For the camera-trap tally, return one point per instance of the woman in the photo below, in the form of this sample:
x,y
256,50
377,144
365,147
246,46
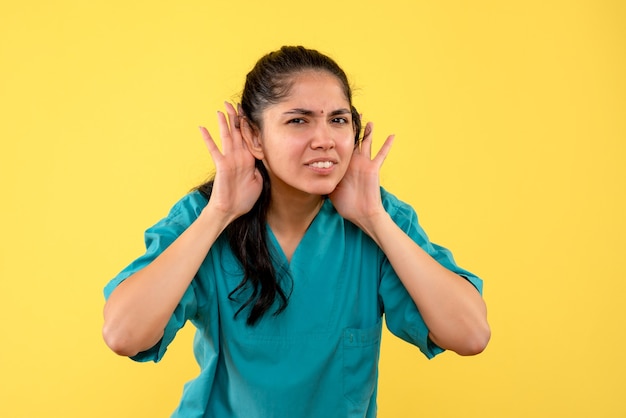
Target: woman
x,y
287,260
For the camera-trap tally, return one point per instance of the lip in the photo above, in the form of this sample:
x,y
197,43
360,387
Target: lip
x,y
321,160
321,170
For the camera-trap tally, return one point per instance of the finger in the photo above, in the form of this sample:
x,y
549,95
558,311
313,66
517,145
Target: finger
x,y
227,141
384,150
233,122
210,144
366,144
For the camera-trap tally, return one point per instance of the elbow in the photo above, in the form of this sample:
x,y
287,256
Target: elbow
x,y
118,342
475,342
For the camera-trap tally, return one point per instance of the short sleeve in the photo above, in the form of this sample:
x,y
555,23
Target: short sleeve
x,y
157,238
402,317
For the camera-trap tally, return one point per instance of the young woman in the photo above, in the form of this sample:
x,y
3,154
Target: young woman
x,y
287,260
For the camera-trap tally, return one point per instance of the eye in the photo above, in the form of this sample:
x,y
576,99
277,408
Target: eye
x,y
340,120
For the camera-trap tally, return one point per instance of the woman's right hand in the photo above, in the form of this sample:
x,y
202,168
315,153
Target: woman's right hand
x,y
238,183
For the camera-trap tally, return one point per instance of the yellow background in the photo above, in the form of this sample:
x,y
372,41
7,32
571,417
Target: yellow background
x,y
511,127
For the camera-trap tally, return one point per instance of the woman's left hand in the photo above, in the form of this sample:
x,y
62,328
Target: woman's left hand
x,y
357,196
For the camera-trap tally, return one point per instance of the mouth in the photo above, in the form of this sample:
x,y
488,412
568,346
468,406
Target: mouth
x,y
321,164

* * *

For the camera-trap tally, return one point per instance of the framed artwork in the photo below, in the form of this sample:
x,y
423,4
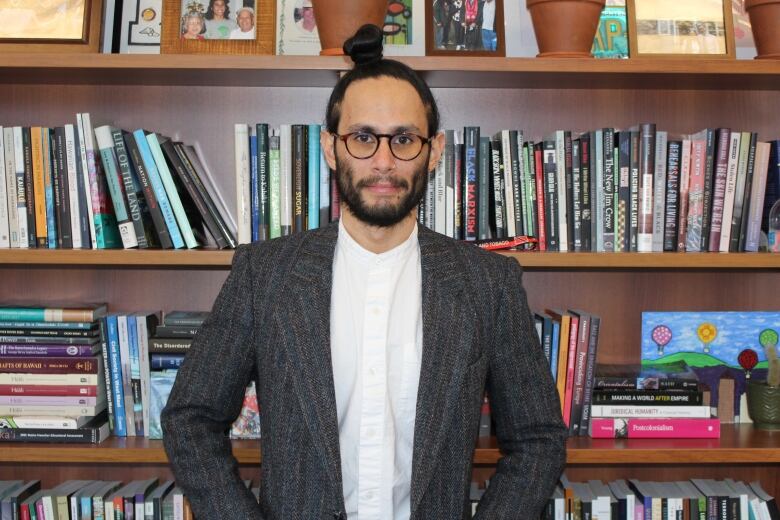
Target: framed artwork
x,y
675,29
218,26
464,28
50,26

--

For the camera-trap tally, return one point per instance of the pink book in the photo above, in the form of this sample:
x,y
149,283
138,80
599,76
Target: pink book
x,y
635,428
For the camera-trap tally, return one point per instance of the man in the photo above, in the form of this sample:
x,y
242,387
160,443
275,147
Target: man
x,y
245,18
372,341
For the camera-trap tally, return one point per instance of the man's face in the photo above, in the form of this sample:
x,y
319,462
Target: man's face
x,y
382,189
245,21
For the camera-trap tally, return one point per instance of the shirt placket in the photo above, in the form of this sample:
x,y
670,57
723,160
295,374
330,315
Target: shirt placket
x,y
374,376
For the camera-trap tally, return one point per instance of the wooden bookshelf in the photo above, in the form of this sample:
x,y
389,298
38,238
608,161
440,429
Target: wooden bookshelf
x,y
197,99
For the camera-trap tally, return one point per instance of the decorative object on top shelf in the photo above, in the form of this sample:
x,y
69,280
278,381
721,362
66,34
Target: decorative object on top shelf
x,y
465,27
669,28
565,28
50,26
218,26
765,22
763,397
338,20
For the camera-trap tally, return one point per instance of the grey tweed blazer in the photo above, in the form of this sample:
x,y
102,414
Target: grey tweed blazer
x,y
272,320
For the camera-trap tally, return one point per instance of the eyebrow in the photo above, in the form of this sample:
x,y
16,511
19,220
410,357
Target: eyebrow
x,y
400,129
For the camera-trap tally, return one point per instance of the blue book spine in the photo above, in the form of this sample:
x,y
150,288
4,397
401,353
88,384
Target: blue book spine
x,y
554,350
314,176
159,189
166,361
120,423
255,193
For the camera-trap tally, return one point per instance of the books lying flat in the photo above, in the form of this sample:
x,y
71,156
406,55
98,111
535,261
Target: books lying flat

Problem requirements: Send back exactly the lines of the listing above starting at the one with "of the books" and ending at the one with "Target: books lying flat", inclusive, and no others.

Result of the task:
For the camera-trap tally, return one point per instance of the books lying flat in the photo above, in the form of this sample:
x,y
71,156
406,55
98,111
535,261
Target: books lying flat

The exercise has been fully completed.